- **Requirements**: Write the data out again, character for character, with no images.
-------- Records supplied
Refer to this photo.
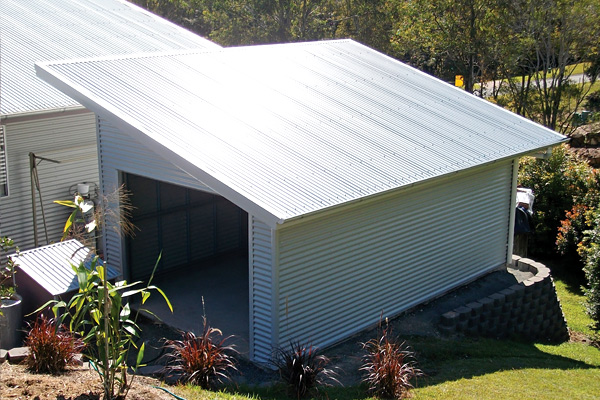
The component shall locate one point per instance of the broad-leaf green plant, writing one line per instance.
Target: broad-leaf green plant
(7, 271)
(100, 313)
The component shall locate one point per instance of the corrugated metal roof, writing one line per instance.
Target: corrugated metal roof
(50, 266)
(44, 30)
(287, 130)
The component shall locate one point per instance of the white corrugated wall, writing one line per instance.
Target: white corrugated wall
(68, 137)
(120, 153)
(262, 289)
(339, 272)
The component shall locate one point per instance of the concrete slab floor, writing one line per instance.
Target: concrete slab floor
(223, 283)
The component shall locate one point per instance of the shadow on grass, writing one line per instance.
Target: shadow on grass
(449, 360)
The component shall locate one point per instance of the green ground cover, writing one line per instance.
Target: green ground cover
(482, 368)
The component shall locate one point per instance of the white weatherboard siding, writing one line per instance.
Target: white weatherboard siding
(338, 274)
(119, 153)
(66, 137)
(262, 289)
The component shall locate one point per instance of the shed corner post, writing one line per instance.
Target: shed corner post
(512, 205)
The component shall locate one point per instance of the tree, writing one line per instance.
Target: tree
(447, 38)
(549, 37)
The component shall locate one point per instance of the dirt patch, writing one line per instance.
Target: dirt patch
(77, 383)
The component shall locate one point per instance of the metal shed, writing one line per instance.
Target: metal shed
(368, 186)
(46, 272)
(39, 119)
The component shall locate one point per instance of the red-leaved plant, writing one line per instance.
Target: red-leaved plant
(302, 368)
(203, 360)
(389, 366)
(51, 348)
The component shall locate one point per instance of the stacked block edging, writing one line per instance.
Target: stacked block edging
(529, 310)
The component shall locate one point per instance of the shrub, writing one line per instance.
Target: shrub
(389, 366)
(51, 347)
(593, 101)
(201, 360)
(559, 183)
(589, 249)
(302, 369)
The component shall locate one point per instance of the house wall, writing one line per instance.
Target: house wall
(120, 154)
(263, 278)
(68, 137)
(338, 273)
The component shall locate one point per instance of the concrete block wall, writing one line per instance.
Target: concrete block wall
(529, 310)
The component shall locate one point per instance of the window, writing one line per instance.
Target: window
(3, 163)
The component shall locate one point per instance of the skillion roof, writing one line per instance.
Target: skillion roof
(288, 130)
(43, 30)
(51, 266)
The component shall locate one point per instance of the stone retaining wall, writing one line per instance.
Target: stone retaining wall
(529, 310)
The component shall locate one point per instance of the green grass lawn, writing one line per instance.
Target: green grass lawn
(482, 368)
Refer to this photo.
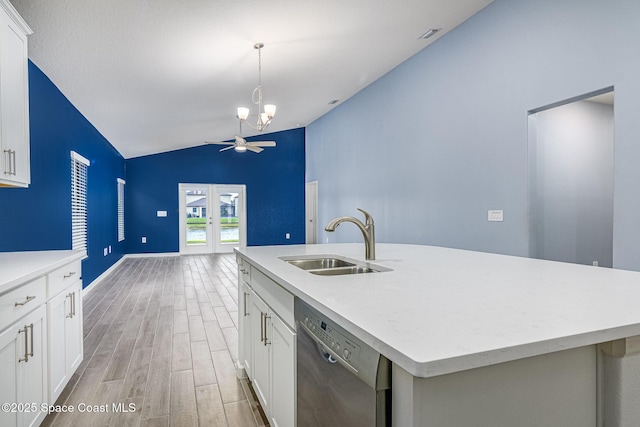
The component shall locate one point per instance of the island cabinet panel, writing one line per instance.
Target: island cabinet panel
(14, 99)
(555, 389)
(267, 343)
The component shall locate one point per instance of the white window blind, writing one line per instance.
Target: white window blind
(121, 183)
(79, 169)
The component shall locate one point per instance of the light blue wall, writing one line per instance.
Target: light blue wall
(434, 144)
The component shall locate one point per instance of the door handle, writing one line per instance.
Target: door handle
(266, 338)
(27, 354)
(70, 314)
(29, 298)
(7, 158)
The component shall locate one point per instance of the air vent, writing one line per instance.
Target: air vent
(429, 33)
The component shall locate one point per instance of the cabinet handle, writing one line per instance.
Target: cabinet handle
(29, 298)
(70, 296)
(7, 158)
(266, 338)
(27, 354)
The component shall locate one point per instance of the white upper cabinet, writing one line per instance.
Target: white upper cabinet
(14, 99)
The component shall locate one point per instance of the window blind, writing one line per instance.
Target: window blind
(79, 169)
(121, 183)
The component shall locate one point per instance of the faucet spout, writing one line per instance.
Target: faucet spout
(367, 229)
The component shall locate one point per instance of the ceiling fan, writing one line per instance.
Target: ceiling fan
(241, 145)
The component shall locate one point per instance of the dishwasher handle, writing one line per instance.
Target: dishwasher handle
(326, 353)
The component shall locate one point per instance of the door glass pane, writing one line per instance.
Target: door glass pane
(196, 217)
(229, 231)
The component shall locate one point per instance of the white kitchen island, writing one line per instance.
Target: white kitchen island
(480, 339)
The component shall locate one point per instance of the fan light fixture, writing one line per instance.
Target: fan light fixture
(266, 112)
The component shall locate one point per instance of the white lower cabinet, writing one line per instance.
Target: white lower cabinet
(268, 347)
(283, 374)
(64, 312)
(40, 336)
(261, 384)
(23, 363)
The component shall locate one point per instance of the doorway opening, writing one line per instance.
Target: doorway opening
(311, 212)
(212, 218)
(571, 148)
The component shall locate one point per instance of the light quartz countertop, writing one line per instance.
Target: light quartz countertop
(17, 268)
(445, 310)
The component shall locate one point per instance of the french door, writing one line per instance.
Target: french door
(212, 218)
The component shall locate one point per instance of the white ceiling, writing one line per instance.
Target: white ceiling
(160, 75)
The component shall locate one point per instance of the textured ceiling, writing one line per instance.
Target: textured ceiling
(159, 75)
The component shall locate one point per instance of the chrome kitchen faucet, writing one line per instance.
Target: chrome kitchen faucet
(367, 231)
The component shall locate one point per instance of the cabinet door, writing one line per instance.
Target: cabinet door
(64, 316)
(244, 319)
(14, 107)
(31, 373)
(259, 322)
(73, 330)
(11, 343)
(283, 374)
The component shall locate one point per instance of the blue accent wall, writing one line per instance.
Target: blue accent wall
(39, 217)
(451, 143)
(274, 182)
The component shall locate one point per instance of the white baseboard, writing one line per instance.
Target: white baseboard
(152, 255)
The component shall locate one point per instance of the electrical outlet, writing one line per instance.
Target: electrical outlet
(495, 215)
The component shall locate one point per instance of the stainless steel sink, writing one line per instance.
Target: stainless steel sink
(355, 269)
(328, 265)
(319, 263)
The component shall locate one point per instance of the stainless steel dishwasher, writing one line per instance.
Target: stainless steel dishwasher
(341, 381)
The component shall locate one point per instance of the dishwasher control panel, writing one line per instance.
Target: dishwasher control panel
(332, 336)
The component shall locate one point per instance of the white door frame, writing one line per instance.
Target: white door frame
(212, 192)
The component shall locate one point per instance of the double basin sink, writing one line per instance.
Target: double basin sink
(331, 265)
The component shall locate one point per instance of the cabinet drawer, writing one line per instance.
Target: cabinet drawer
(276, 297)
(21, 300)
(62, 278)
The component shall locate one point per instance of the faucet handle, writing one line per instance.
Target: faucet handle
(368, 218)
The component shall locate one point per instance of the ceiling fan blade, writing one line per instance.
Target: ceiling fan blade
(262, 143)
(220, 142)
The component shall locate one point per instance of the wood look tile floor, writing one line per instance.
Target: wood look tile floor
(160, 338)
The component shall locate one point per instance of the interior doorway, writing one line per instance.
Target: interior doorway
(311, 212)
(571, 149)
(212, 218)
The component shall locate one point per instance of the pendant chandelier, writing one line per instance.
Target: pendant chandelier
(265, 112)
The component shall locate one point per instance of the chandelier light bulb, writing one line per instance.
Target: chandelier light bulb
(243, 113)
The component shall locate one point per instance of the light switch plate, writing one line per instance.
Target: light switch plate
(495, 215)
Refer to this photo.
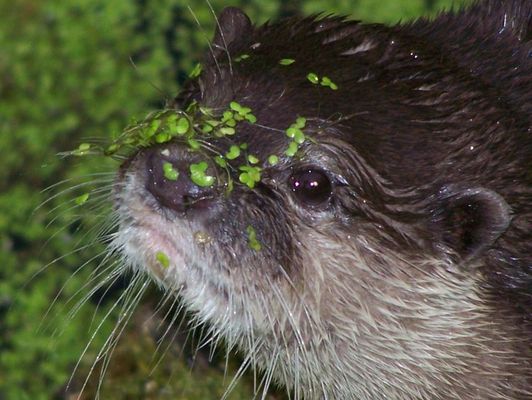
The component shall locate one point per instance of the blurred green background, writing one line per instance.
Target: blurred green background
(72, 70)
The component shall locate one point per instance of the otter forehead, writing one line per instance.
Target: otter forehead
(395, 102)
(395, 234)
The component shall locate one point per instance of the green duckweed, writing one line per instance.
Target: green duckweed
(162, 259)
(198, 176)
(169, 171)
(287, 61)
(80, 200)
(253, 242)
----------------
- **Solution below**:
Refer to this photo.
The component shall locate one point per instance of the broad-leaf green plant, writing one line per instance.
Target: broad-leaf green plant
(7, 271)
(100, 313)
The component shall locate one point per instance of the corrugated metal roof, writing one line per instance.
Target: corrugated metal roof
(50, 266)
(44, 30)
(287, 130)
The component shall locate one point per instance of the white corrugated wall, writing one line per instance.
Target: white corrugated wall
(68, 137)
(120, 153)
(262, 289)
(339, 272)
The component shall locate one point per instance of the concrete slab floor, writing one line per instance.
Target: concrete slab floor
(223, 283)
The component shall locate one point per instance of the shadow on grass, writing one line per instance.
Target: shadow on grass
(449, 360)
The component shall locate one point per instance of the green ground cover, writing one line per instance.
Target: green ground cover
(482, 368)
The component shall locate one point per instance of the white weatherboard siding, writing one line per instance.
Target: white weatherboard siding
(338, 274)
(119, 153)
(66, 137)
(262, 289)
The component shall locate one point per instance of the shed corner post, writing one line per instance.
Target: shed corner post
(512, 205)
The component shall locate one point per instance of the tree, writing one line per instance.
Target: tree
(447, 38)
(549, 37)
The component shall locate one point per instance of the dirt patch, writing one line per instance.
Target: dirt patch
(77, 383)
The component shall locate one point per instance of the metal shed, writing one line per instance.
Target: metal shed
(368, 186)
(46, 272)
(39, 119)
The component shall locate one point per instance of the red-leaved plant, writing one line per instance.
Target: red-leaved plant
(302, 368)
(203, 360)
(389, 366)
(51, 348)
The component shall locate one point per instance of the stacked block edging, writing one line per instance.
Target: stacked block edging
(529, 310)
The component shall locate one point per instance of the shrub, writing one line per instance.
Target: shrub
(389, 366)
(51, 347)
(593, 101)
(201, 360)
(559, 183)
(589, 249)
(302, 369)
The component shall locate one point per instance of the house wall, writing one line per instance.
Target: house wall
(120, 154)
(263, 278)
(68, 137)
(338, 273)
The component shall locate one point per instance of the concrete block wall, writing one line per instance.
Target: concrete block wall
(529, 310)
The component shall locate one point per instance of the window, writing one line per instance.
Target: window
(3, 163)
The component shall locate one point per instance of the skillion roof, writing one line per instance.
Target: skillion roof
(288, 130)
(43, 30)
(51, 266)
The component shall locate one point per instance of the stone retaining wall, writing one line per instance.
Target: stone retaining wall
(529, 310)
The component shall locate one point per instance of the green grass lawn, writing one line per instance.
Target: green grass lawn
(482, 368)
Refer to this photo.
The component shall locate one point per instance of the island cabinet panel, writing one line per instance.
Target: island cabinet panel
(14, 99)
(555, 389)
(267, 343)
The component shall locate one point per instance of the white window blind, writing one line per instance.
Target: white window blind
(121, 183)
(79, 169)
The component shall locate one point per instance of the light blue wall, writing one line per instance.
Target: light blue wall
(434, 144)
The component shall locate one point per instance of the door handle, writing one line per instance.
Target: door handle
(266, 338)
(27, 354)
(70, 314)
(29, 298)
(7, 158)
The component shall locate one point per instance of the air vent, writing one line per instance.
Target: air vent
(429, 33)
The component shall locate one point per instance of the cabinet handle, writing one line per instance.
Target: cabinet handle
(29, 298)
(70, 296)
(7, 158)
(266, 338)
(27, 354)
The component shall locate one point per instance of the white upper cabinet, writing one line per instance.
Target: white upper cabinet
(14, 99)
The component shall locate one point per instance of the window blind, writing one line per instance.
Target: window blind
(79, 169)
(121, 183)
The component shall locate one point per instance of the faucet spout, writing one line per instance.
Target: faucet spout
(367, 229)
The component shall locate one point per instance of the ceiling fan, writing one line per instance.
Target: ceiling fan
(241, 145)
The component shall locate one point per instance of the dishwasher handle, writing one line per instance.
Target: dishwasher handle
(326, 353)
The component shall locate one point per instance of the door glass pane, writing one line per instance.
Target: door glass pane
(196, 217)
(229, 231)
The component shall locate one point per instance of the white kitchen island, writing one line per instance.
Target: white kitchen island
(480, 339)
The component shall locate one point per instance of the fan light fixture, writing one line per instance.
Target: fan light fixture
(266, 112)
The component shall locate one point per instance of the white lower cabinet, writing one line per instance.
Target: white lower cabinet
(268, 347)
(283, 374)
(64, 312)
(40, 336)
(261, 384)
(23, 363)
The component shall locate one point per instance of the doorway opening, writing one line per instance.
Target: doorway opening
(311, 212)
(212, 218)
(571, 148)
The component shall locate one point per instance of the light quartz countertop, writing one line per instance.
Target: light quartz countertop
(17, 268)
(445, 310)
The component shall locate one point per instance of the french door, writing one line per instance.
Target: french door
(212, 218)
The component shall locate one point per instance of the white ceiling, writing one line per instance.
Target: white ceiling
(160, 75)
The component shall locate one point per instance of the textured ceiling, writing one line per instance.
Target: textured ceiling
(159, 75)
The component shall locate one point per instance of the chrome kitchen faucet, writing one line per instance.
Target: chrome kitchen faucet
(367, 231)
The component shall locate one point per instance of the cabinet door, writing one line per instance.
Target: cabinet door
(64, 316)
(244, 319)
(14, 107)
(31, 373)
(259, 322)
(73, 330)
(11, 343)
(283, 374)
The component shall locate one point per instance of the blue accent wall, writing one line per instance.
Target: blue accent wall
(39, 217)
(451, 143)
(274, 182)
The component shall locate one point per instance of the white baseboard, writing one line per instance.
Target: white baseboard
(152, 255)
The component shall locate one point per instance of the electrical outlet, writing one line per instance.
Target: electrical outlet
(495, 215)
The component shall locate one point per instance of the stainless steel sink, writing one line per instance.
Target: stainless steel sink
(355, 269)
(328, 265)
(319, 263)
The component shall locate one point per instance of the stainless steel dishwasher, writing one line per instance.
Target: stainless steel dishwasher
(341, 381)
The component shall locate one point per instance of the dishwasher control panel, writing one line per instance.
Target: dishwasher control panel
(332, 336)
The component shall locate one point per instance of the white door frame, writing one line per instance.
Target: white door frame
(212, 192)
The component shall locate one point per instance of the double basin sink, writing one line per instance.
Target: double basin sink
(331, 265)
The component shall locate one point per instance of the cabinet drawer, writing one line per instance.
Target: cabinet drawer
(276, 297)
(21, 300)
(62, 278)
The component shall locate one point per instance of the faucet handle, writing one line per instance.
Target: faucet handle
(368, 218)
The component shall locate one point per instance of the ceiling fan blade, writing one line per instance.
Target: ceiling fan blade
(262, 143)
(220, 142)
The component shall locate one point per instance of the wood look tile floor, writing one line per instance.
Target: wood look tile floor
(160, 338)
The component shall locate one point per instance of the interior doorway, writing one line per instance.
Target: interior doorway
(311, 212)
(571, 149)
(212, 218)
The component shall locate one point per instance of the pendant chandelier, writing one line per instance.
Target: pendant chandelier
(265, 112)
The component shall locate one point per instance of the chandelier light bulb, writing one line per instance.
Target: chandelier light bulb
(243, 113)
The component shall locate one point per instance of the light switch plate, writing one line per instance.
Target: light switch plate
(495, 215)
Refer to this photo.
The component shall locate one point per instance of the blurred green background, writing one line per instance.
Target: blurred green background
(72, 70)
The component shall locate one point per instance of the otter forehead, writing one line per instance.
Target: otter forehead
(395, 102)
(395, 234)
The component shall locate one point per instance of the green duckweed, writing one line per instance.
Target: green duckweed
(162, 259)
(198, 176)
(169, 171)
(287, 61)
(80, 200)
(253, 242)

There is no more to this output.